# [Aim of the exercise]
Copy out each line of the material in which the word "curving" appears.

• • •

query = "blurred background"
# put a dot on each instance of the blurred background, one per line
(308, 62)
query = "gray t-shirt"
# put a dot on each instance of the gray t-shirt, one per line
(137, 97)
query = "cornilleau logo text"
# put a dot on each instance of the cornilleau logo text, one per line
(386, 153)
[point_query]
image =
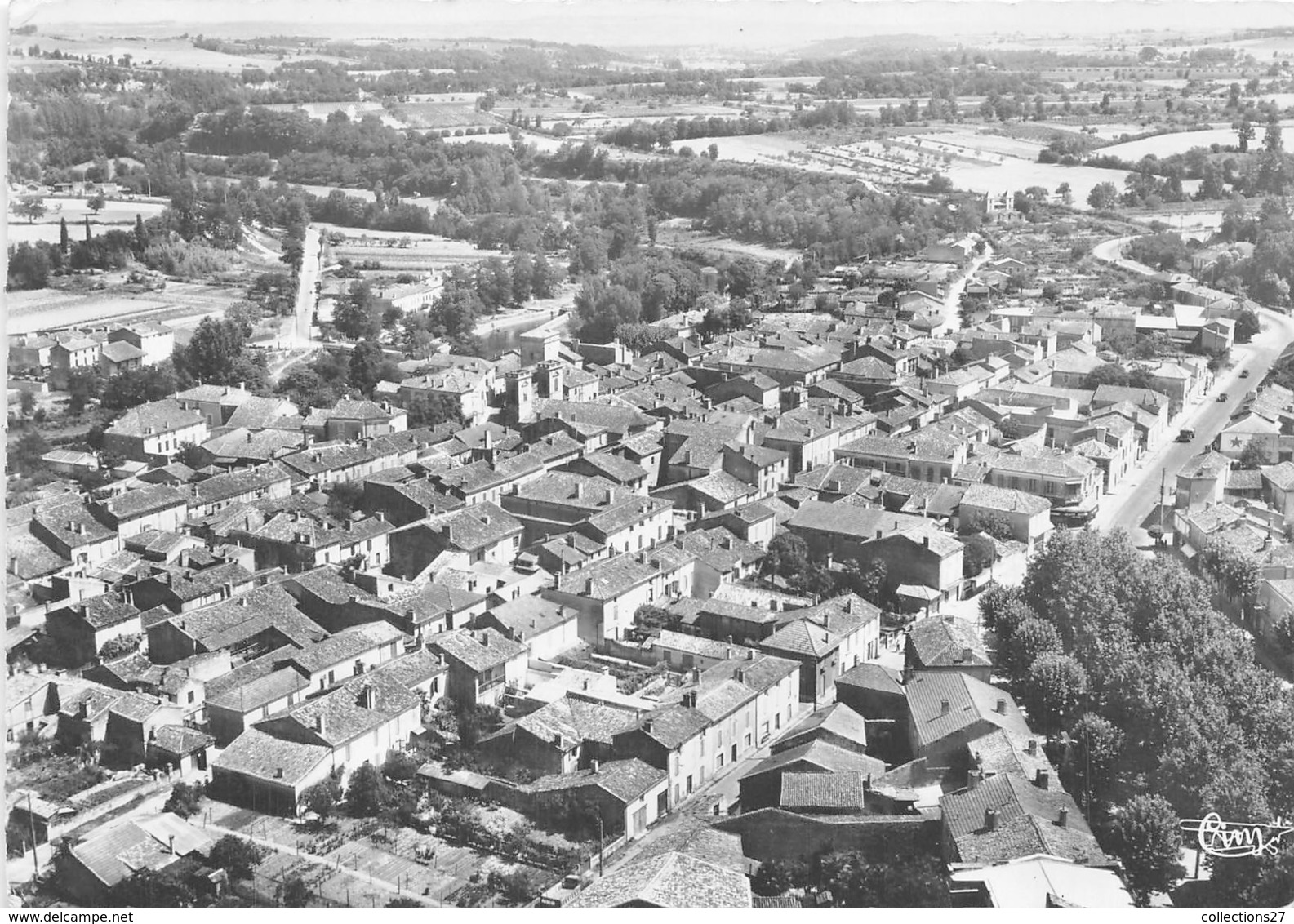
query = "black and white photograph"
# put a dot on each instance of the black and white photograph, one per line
(496, 455)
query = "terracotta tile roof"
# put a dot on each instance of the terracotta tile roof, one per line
(969, 702)
(944, 642)
(480, 650)
(827, 757)
(254, 753)
(669, 880)
(1026, 822)
(823, 791)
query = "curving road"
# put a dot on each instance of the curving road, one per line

• • •

# [Task answer]
query = "curving road"
# put a dot on each instance of the curving road, one per line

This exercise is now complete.